Data entries

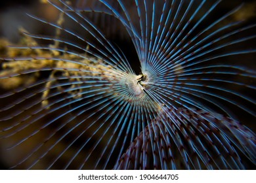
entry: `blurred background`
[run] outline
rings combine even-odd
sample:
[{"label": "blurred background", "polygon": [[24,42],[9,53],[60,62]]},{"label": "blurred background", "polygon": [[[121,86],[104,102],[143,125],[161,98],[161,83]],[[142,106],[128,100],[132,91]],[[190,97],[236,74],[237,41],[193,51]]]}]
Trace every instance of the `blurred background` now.
[{"label": "blurred background", "polygon": [[[33,34],[54,35],[56,31],[55,29],[45,28],[47,27],[45,24],[41,24],[37,20],[33,20],[26,14],[26,13],[29,13],[33,15],[35,15],[36,16],[45,19],[47,21],[50,22],[56,22],[59,16],[59,12],[52,5],[49,5],[47,3],[43,3],[43,1],[1,1],[0,39],[5,38],[10,42],[13,42],[14,44],[18,42],[22,37],[22,34],[19,31],[19,29],[20,27],[25,29],[25,30]],[[80,1],[82,1],[80,0]],[[223,1],[223,2],[221,4],[221,6],[219,8],[220,13],[221,14],[222,10],[226,12],[226,9],[231,9],[232,7],[236,7],[237,5],[241,3],[245,3],[244,8],[243,8],[242,10],[240,11],[240,13],[236,14],[236,16],[232,17],[232,18],[234,18],[234,20],[237,21],[242,19],[247,19],[248,24],[255,23],[255,0]],[[212,16],[214,16],[214,14]],[[118,26],[118,24],[117,25]],[[102,26],[102,25],[100,25],[100,26]],[[117,29],[118,30],[119,29]],[[253,30],[255,31],[255,29]],[[128,45],[129,44],[131,44],[131,40],[129,40],[129,37],[127,35],[120,35],[119,34],[120,32],[119,31],[116,31],[115,32],[114,31],[111,29],[110,33],[108,33],[108,37],[110,39],[117,40],[118,39],[116,38],[117,37],[119,37],[121,36],[123,39],[122,40],[122,43],[118,43],[119,44],[117,44],[121,48],[121,49],[122,49],[122,47],[127,47],[127,42]],[[251,46],[253,46],[253,45],[255,46],[255,42],[247,42],[246,44],[247,47],[250,47],[250,45],[251,45]],[[132,47],[132,46],[131,46],[131,47]],[[133,55],[129,54],[129,52],[125,54],[127,55]],[[249,56],[246,56],[254,57],[255,54],[249,54]],[[245,63],[246,60],[247,59],[250,61],[255,61],[256,58],[241,57],[241,59],[244,59]],[[250,63],[247,63],[247,66],[252,67],[253,69],[255,69],[255,61],[253,63],[251,63],[251,61]],[[1,88],[0,88],[0,90],[1,90]],[[245,91],[245,92],[247,92]],[[252,96],[252,97],[255,97],[255,93],[251,93],[250,94],[254,95],[254,97]],[[3,105],[4,105],[4,104],[2,103],[0,105],[0,107],[2,107]],[[238,111],[238,112],[239,113],[239,111]],[[238,115],[238,118],[241,120],[243,124],[247,125],[253,131],[256,131],[256,124],[255,123],[255,118],[251,116],[245,116],[243,114]],[[0,144],[0,154],[2,152],[2,154],[0,154],[0,169],[7,169],[7,167],[9,167],[9,164],[12,164],[13,163],[12,161],[15,161],[13,159],[7,159],[8,158],[10,158],[10,157],[12,157],[9,156],[10,154],[7,155],[3,154],[3,152],[4,151],[3,149],[5,146],[5,145],[3,146],[1,145],[1,144]],[[13,157],[14,157],[14,156],[16,156],[17,154],[21,152],[18,152],[18,153],[16,152],[13,154]],[[25,152],[21,154],[26,154],[26,150]],[[11,158],[13,158],[13,157]],[[43,166],[44,165],[43,163],[42,167],[43,167]],[[56,169],[60,167],[57,167]],[[40,167],[38,167],[38,168],[40,168]]]}]

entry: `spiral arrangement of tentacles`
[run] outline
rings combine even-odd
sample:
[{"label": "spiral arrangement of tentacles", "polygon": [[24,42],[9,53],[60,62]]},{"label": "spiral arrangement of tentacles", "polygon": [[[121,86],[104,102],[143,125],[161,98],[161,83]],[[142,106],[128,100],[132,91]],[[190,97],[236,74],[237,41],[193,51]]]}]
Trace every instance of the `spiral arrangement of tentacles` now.
[{"label": "spiral arrangement of tentacles", "polygon": [[[55,44],[2,59],[0,80],[22,81],[0,95],[1,141],[22,156],[12,168],[255,166],[256,136],[240,118],[255,119],[256,24],[230,21],[242,5],[219,13],[222,1],[49,1],[72,24],[29,15],[68,38],[24,33]],[[96,20],[119,24],[137,63]]]}]

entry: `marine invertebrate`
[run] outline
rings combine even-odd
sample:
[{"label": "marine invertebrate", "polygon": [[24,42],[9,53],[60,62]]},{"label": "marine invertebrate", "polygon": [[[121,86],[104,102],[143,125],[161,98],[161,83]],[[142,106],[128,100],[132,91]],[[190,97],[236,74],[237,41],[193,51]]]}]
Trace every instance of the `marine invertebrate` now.
[{"label": "marine invertebrate", "polygon": [[[36,77],[0,96],[5,103],[18,96],[1,109],[2,138],[18,137],[11,148],[31,147],[15,167],[255,165],[255,135],[233,112],[255,120],[255,68],[233,56],[255,52],[246,45],[256,25],[225,22],[240,6],[211,19],[222,1],[58,1],[49,3],[60,20],[86,33],[30,15],[71,39],[24,33],[56,44],[19,47],[29,56],[3,64],[2,81]],[[139,61],[127,59],[88,13],[121,24]],[[32,145],[33,139],[39,141]]]}]

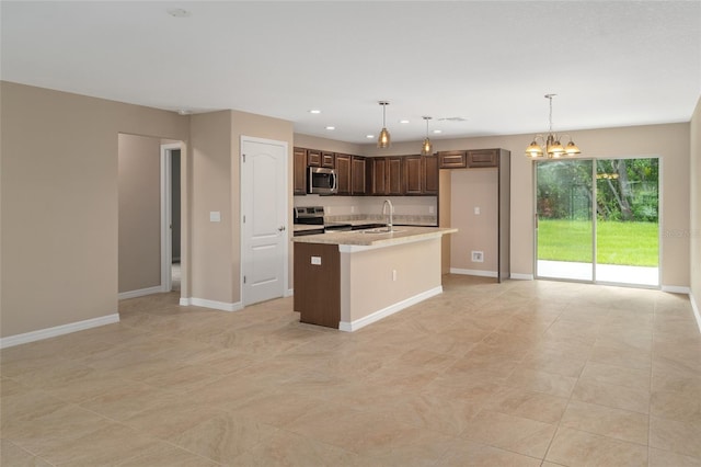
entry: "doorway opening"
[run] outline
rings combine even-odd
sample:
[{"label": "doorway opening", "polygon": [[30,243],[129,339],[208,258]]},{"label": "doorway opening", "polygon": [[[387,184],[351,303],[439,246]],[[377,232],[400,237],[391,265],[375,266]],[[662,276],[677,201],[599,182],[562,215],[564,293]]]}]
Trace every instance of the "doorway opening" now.
[{"label": "doorway opening", "polygon": [[181,289],[181,145],[161,145],[161,284]]},{"label": "doorway opening", "polygon": [[658,158],[536,163],[536,276],[659,286]]}]

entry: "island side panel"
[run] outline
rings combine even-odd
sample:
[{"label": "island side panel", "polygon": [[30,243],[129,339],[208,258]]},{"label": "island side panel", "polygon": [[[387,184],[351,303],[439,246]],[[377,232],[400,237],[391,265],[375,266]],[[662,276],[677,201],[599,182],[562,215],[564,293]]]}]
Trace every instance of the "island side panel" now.
[{"label": "island side panel", "polygon": [[[321,264],[312,264],[319,258]],[[295,311],[300,321],[338,329],[341,269],[337,244],[295,243]]]},{"label": "island side panel", "polygon": [[434,238],[341,253],[342,321],[357,322],[440,288],[440,238]]}]

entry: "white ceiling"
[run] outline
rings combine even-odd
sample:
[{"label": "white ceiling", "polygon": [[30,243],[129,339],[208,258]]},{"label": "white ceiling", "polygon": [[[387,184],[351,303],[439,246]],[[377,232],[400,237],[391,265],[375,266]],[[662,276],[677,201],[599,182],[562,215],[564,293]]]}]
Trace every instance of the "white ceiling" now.
[{"label": "white ceiling", "polygon": [[701,1],[2,1],[0,14],[2,80],[353,143],[379,132],[380,100],[401,141],[424,137],[423,115],[443,129],[432,138],[543,132],[545,93],[555,130],[688,122],[701,95]]}]

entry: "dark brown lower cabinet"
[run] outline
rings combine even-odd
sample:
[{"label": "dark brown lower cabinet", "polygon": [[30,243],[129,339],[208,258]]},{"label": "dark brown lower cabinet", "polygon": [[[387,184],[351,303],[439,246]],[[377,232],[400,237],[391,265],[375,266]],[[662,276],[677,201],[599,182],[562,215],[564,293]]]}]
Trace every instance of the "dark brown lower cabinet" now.
[{"label": "dark brown lower cabinet", "polygon": [[299,320],[338,329],[338,322],[341,322],[338,246],[295,242],[294,266],[294,309],[300,314]]}]

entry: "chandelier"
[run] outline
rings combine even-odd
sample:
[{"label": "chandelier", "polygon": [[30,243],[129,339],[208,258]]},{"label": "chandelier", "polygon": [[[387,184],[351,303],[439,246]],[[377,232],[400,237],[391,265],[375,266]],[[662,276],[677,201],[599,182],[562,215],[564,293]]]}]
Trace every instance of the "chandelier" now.
[{"label": "chandelier", "polygon": [[[536,135],[532,143],[526,148],[526,156],[531,158],[543,157],[559,158],[560,156],[574,156],[579,153],[579,148],[574,144],[570,135],[563,135],[570,138],[566,147],[560,143],[560,136],[552,132],[552,98],[558,94],[545,94],[545,99],[550,101],[550,127],[548,136]],[[540,141],[540,144],[539,144]],[[544,146],[544,149],[543,149]]]},{"label": "chandelier", "polygon": [[387,101],[380,101],[378,104],[382,105],[382,129],[380,130],[380,136],[377,138],[377,147],[380,149],[389,148],[390,140],[390,132],[387,130],[387,122],[386,122],[386,113],[387,106],[390,104]]}]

◆ **Written problem**: State how many lines in the material above contain the word "entry", matching case exactly. Reply with the number alone.

◆ **Correct response**: 8